__Source excerpt__:
Matt Dibble’s recent large oil-on-canvas paintings in Equipping the Shop for Action at Asterisk Gallery seem almost to flicker, like a cartoon flipbook caught between pages. This is odd because in most respects, they’re as plain as paintings can be — line drawings in paint and charcoal firmly marked on brusque surfaces.
Dibble’s muted, all-over taupes and grays are like the first uneven
coat of a tasteful decorator shade on a living-room wall.

__Dataset excerpts on object pointing__:
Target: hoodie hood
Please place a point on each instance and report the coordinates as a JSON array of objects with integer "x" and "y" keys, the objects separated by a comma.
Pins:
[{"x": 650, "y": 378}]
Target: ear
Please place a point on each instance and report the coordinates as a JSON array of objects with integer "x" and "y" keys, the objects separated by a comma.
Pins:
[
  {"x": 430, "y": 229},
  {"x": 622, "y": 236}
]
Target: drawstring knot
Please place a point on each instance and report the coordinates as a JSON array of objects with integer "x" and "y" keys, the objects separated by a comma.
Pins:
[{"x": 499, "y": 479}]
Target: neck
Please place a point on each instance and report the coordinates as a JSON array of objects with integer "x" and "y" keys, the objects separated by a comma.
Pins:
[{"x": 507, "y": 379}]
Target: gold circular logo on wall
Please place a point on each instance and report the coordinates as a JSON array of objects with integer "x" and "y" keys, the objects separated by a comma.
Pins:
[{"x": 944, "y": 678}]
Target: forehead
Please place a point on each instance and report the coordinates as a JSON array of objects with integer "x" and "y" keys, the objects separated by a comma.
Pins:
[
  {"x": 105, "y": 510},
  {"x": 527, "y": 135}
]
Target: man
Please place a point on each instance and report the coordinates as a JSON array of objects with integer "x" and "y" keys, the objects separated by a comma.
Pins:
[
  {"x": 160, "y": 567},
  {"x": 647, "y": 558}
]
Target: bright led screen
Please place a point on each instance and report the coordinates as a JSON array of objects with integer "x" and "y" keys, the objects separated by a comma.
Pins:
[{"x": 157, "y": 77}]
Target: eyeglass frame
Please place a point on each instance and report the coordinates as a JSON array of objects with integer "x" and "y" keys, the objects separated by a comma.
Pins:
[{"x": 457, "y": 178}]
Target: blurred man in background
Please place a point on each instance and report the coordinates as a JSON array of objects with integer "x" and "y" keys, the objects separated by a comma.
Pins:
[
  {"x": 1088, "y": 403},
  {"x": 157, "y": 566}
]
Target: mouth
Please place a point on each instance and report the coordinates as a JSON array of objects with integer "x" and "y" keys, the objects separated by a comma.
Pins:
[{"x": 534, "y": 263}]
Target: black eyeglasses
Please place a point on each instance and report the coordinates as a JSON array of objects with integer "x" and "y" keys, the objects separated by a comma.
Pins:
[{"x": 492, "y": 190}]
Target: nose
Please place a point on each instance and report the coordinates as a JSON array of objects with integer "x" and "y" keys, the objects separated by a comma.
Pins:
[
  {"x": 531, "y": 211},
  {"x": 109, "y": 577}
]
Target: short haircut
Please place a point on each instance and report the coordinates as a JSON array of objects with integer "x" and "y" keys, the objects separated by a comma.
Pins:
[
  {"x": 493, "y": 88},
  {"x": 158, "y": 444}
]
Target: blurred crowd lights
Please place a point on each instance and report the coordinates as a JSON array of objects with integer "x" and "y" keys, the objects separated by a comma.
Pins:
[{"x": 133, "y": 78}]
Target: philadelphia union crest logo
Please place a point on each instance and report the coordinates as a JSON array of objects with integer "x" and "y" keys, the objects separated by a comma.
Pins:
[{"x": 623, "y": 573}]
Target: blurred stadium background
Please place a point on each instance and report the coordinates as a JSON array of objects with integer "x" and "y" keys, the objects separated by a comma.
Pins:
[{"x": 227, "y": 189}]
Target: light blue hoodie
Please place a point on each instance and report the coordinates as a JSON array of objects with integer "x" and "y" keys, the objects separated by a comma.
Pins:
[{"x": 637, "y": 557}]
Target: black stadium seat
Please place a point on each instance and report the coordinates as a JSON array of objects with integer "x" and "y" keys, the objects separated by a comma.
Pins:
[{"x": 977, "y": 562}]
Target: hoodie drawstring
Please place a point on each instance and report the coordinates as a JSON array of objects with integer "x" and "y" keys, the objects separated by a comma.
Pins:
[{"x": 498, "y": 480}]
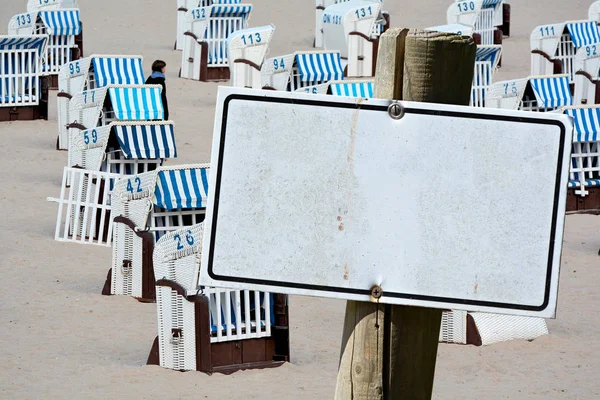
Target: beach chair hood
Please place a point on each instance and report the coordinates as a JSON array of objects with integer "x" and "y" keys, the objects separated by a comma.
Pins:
[
  {"x": 136, "y": 102},
  {"x": 546, "y": 38},
  {"x": 136, "y": 140},
  {"x": 491, "y": 53},
  {"x": 552, "y": 91},
  {"x": 586, "y": 121},
  {"x": 33, "y": 5},
  {"x": 342, "y": 19},
  {"x": 37, "y": 42},
  {"x": 182, "y": 187},
  {"x": 61, "y": 22},
  {"x": 319, "y": 66},
  {"x": 118, "y": 70},
  {"x": 458, "y": 29},
  {"x": 359, "y": 89}
]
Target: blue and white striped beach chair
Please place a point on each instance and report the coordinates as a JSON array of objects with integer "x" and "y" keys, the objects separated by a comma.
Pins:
[
  {"x": 554, "y": 46},
  {"x": 145, "y": 207},
  {"x": 205, "y": 54},
  {"x": 183, "y": 6},
  {"x": 359, "y": 89},
  {"x": 102, "y": 156},
  {"x": 544, "y": 93},
  {"x": 99, "y": 107},
  {"x": 594, "y": 11},
  {"x": 61, "y": 26},
  {"x": 587, "y": 75},
  {"x": 487, "y": 59},
  {"x": 33, "y": 5},
  {"x": 20, "y": 70},
  {"x": 247, "y": 49},
  {"x": 90, "y": 73},
  {"x": 301, "y": 69},
  {"x": 381, "y": 26},
  {"x": 348, "y": 28},
  {"x": 584, "y": 179},
  {"x": 210, "y": 329},
  {"x": 484, "y": 16},
  {"x": 459, "y": 29}
]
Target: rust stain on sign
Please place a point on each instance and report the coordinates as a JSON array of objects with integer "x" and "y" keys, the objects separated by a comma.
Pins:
[{"x": 352, "y": 144}]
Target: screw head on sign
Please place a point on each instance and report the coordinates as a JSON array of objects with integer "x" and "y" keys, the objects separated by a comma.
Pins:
[
  {"x": 396, "y": 111},
  {"x": 376, "y": 292}
]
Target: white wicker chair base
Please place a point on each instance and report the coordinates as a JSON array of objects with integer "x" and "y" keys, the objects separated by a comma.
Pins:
[{"x": 484, "y": 329}]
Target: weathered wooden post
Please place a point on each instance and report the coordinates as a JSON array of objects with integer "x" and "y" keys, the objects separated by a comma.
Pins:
[{"x": 389, "y": 352}]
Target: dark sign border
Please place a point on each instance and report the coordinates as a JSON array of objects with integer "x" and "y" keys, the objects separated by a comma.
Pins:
[{"x": 367, "y": 292}]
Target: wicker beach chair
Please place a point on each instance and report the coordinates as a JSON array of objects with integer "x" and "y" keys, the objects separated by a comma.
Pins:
[
  {"x": 33, "y": 5},
  {"x": 554, "y": 46},
  {"x": 301, "y": 69},
  {"x": 205, "y": 53},
  {"x": 348, "y": 27},
  {"x": 102, "y": 156},
  {"x": 91, "y": 73},
  {"x": 486, "y": 17},
  {"x": 584, "y": 179},
  {"x": 22, "y": 91},
  {"x": 247, "y": 49},
  {"x": 65, "y": 38},
  {"x": 543, "y": 93},
  {"x": 146, "y": 207},
  {"x": 211, "y": 329}
]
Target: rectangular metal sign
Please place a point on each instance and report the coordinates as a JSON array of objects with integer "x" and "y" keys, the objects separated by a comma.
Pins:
[{"x": 447, "y": 207}]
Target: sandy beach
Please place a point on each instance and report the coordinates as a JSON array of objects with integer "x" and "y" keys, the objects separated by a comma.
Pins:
[{"x": 60, "y": 339}]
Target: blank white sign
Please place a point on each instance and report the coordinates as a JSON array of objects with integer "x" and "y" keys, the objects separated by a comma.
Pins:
[{"x": 448, "y": 207}]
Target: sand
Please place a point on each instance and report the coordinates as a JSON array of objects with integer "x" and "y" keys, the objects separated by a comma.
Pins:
[{"x": 60, "y": 339}]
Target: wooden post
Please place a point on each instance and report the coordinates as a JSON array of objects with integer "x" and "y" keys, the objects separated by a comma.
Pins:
[{"x": 389, "y": 352}]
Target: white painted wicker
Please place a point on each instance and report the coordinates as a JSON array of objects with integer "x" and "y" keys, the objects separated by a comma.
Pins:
[
  {"x": 133, "y": 198},
  {"x": 127, "y": 246},
  {"x": 176, "y": 315},
  {"x": 454, "y": 327},
  {"x": 496, "y": 328},
  {"x": 234, "y": 314}
]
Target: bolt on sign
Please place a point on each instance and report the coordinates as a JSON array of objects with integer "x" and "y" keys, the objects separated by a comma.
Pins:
[{"x": 397, "y": 202}]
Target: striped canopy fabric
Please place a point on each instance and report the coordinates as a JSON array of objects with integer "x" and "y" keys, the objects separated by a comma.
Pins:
[
  {"x": 146, "y": 141},
  {"x": 61, "y": 22},
  {"x": 142, "y": 102},
  {"x": 552, "y": 91},
  {"x": 23, "y": 42},
  {"x": 587, "y": 123},
  {"x": 182, "y": 188},
  {"x": 491, "y": 3},
  {"x": 584, "y": 33},
  {"x": 325, "y": 66},
  {"x": 231, "y": 11},
  {"x": 362, "y": 90},
  {"x": 118, "y": 71},
  {"x": 489, "y": 53}
]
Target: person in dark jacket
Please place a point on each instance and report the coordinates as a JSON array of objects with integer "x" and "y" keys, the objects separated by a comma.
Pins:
[{"x": 158, "y": 78}]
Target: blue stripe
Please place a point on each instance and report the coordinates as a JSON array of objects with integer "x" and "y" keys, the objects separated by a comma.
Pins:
[
  {"x": 109, "y": 70},
  {"x": 164, "y": 136},
  {"x": 167, "y": 199},
  {"x": 119, "y": 72},
  {"x": 176, "y": 193},
  {"x": 204, "y": 180},
  {"x": 136, "y": 143},
  {"x": 188, "y": 197},
  {"x": 155, "y": 105},
  {"x": 196, "y": 188}
]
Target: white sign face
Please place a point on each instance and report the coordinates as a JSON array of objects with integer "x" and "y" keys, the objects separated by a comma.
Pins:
[{"x": 448, "y": 207}]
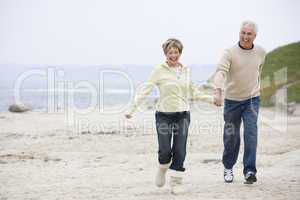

__Tasks to carry out__:
[1] Gather every line of the rows that contains the word "blue", treating uppercase and lowercase as distinct.
[2] Continue the review of Matt Dibble's paintings, starting from its final sentence.

__Answers for the tasks__:
[1]
Target: light blue hoodie
Target: blue and white striped beach chair
Target: blue stripe

[2]
Likewise, most of the objects he depicts against these sober color
fields are as uninflected as he can make them: schematic charcoal
outlines of furniture and utilitarian objects. An air compressor in a
work titled “Building the Best Workbench” is probably the fanciest
contraption shown, but mainly Dibble’s barely indicated interiors (a
curved line for an alcove, a vertical line for a corner) frame cement
blocks, a couch, a chair, a furnace — and (whammo!) a bestiary of
exotic composite monsters, also rendered in the same matter-of-fact
linear style, but in dark oil paint. It’s as if a minotaur’s cousins
and siblings floated, dream-like, into rooms that otherwise betray no
imaginative dimension: Maybe Dibble’s calm places — emptied of
emotion or even affect — lure or conjure these weird creatures,
like deep-sea fish nosing up against the glass of an aquarium.
As in many of Francis Bacon’s paintings, geometric and architectural
linear elements are used as a type of confining metaphysical space. In
a Bacon painting, this dimension is stretched around too-solid flesh.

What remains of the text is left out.